WHAT THIS TASK INVOLVES:
Take the lines below between the one holding "Can you kindly outline every large rock" and the one holding "Can you kindly outline every boulder", inclusive, and copy them exactly. Add nothing.

INPUT DATA:
________________________________________

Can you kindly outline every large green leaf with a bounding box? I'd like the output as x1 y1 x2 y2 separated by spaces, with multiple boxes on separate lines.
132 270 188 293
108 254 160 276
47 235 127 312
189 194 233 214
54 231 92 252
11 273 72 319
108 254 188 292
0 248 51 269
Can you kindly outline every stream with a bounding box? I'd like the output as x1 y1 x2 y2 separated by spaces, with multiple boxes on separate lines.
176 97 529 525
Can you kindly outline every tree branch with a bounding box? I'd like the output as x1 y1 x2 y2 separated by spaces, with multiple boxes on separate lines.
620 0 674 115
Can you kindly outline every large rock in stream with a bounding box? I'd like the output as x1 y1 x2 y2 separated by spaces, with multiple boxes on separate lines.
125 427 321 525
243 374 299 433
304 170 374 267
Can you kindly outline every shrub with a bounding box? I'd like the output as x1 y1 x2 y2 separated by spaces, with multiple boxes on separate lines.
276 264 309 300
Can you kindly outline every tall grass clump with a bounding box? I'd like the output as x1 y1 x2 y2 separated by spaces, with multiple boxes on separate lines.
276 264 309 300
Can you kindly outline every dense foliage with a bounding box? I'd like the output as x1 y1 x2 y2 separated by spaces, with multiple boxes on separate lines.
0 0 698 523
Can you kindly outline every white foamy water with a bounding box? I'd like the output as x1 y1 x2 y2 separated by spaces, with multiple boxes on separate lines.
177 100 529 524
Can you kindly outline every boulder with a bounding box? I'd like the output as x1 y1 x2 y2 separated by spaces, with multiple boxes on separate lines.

________________________________________

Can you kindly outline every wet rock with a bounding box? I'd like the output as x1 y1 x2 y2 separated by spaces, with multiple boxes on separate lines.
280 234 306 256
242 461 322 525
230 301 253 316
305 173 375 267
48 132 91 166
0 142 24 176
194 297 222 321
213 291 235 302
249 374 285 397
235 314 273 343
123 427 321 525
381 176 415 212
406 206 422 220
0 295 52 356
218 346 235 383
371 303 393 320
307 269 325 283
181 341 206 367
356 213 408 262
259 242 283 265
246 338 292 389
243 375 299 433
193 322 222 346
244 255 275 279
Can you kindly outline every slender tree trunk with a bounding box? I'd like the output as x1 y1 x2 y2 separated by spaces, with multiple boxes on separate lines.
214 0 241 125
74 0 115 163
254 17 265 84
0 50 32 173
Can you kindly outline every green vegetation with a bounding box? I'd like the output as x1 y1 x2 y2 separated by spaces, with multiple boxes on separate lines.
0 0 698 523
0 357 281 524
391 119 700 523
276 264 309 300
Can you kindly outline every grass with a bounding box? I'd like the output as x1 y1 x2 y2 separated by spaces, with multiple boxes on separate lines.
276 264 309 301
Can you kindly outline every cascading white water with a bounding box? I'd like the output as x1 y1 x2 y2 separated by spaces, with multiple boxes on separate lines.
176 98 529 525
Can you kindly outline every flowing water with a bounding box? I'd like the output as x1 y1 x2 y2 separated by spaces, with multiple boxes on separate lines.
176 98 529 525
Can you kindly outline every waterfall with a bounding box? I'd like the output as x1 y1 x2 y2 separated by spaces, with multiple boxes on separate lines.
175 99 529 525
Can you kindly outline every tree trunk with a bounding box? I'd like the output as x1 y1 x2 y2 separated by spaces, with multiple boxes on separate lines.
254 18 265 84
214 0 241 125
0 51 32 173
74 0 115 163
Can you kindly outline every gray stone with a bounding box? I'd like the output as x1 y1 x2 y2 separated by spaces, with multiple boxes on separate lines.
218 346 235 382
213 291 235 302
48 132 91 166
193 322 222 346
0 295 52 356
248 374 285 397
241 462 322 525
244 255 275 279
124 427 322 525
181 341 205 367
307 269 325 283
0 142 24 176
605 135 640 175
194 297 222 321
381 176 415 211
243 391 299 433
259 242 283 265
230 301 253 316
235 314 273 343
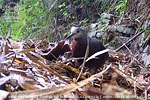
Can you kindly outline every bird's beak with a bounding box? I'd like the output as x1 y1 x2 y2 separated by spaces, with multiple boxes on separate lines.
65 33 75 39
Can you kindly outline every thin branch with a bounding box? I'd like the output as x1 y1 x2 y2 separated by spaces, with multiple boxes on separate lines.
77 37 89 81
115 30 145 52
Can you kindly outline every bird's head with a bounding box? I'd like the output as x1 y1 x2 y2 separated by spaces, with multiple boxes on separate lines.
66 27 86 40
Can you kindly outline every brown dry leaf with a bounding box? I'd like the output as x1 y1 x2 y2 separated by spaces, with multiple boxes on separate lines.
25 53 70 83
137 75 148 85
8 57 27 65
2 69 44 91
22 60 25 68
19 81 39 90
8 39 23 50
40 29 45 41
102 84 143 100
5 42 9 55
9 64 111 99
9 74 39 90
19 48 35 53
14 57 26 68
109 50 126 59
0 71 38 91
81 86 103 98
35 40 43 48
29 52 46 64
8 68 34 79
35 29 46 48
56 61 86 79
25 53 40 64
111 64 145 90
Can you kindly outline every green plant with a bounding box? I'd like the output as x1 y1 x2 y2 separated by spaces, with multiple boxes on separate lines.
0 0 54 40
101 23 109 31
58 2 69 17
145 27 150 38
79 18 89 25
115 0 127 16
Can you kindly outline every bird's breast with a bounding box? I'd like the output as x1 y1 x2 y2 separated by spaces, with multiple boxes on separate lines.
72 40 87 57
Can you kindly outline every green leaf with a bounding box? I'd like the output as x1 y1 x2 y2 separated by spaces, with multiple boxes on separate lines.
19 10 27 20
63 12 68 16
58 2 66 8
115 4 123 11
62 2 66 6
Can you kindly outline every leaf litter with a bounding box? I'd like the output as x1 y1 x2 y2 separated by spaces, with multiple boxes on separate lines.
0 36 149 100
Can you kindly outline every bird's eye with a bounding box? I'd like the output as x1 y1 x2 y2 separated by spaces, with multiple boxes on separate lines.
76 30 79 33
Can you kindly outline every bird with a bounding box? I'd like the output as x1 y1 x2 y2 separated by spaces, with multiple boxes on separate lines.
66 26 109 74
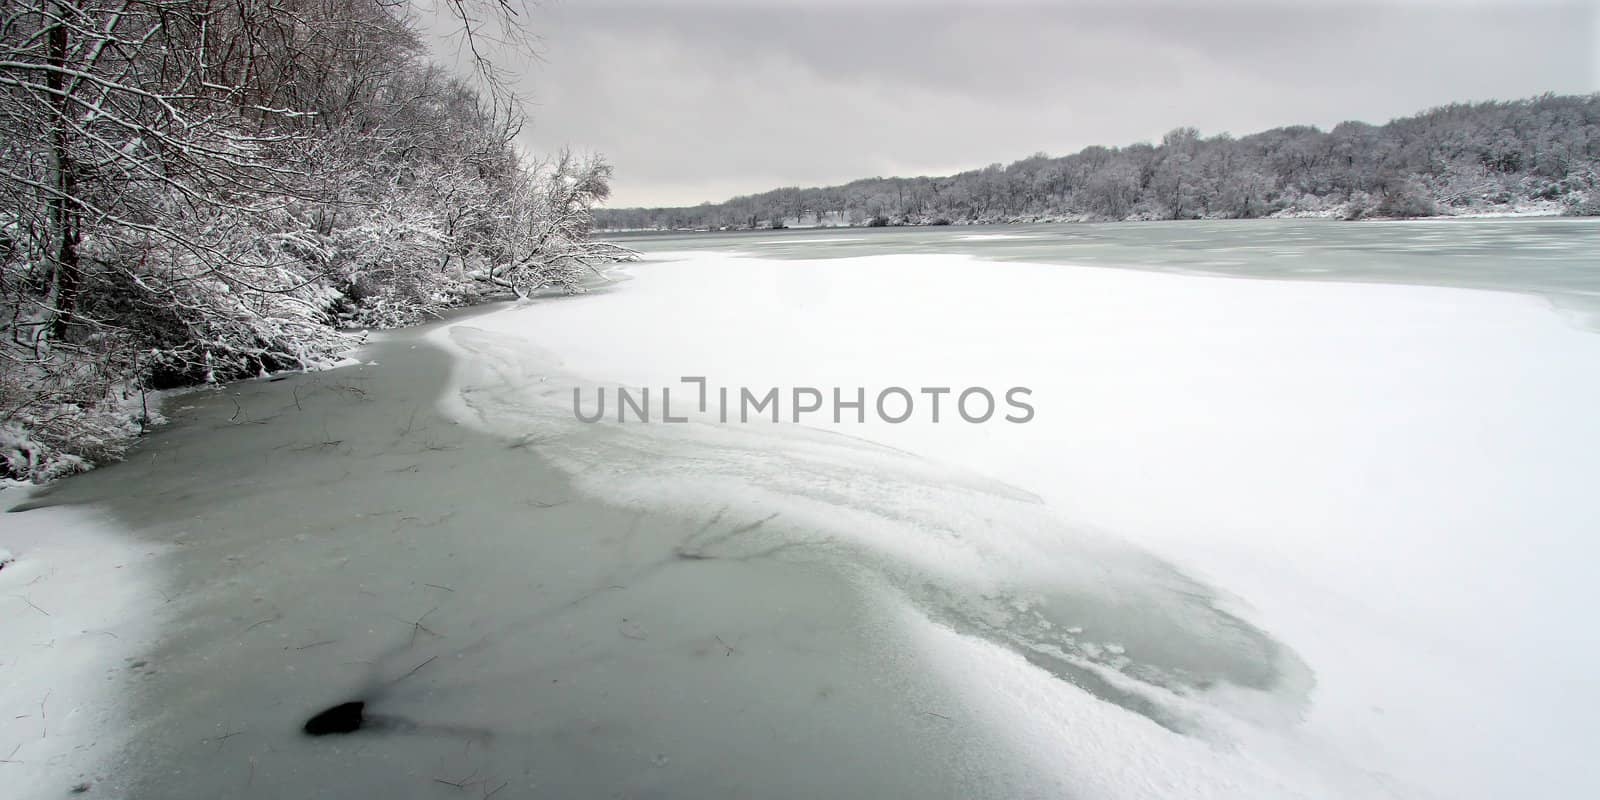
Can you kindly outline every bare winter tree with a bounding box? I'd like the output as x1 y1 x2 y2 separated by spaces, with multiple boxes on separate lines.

________________________________________

ANSWER FOR THE TASK:
Can you kindly outline every large rock in stream with a bounding box? I'd like the output as x1 y1 x2 y2 separated by spaces, with multiple boxes on separate lines.
125 427 321 525
243 374 299 433
304 170 374 267
Can you kindly outline every shrub with a bounding box? I'd like the output as x1 y1 x2 y2 separated by spaces, with multiple boxes on separate lines.
276 264 309 300
Can you kindly outline every tall grass clump with a bounding box? I'd like the output as x1 y1 x2 y2 separated by spaces, with multiple boxes on separate lines.
276 264 309 300
Can you kindly outline every dense foliage with a bounding box? I'd like the output as x1 y1 x2 y2 separated by spaces, with multiple boxes on separate lines.
0 0 698 523
Can you kindly outline every white foamy water with a bounding box? I'd like the output as x1 y1 x2 y2 separated by spaces, with multiple boxes on separate lines.
177 100 529 524
Can you kindly outline every boulder with a bounding box? I'd like the output as x1 y1 x2 y2 separated by spaces, with multiple boxes on separate lines.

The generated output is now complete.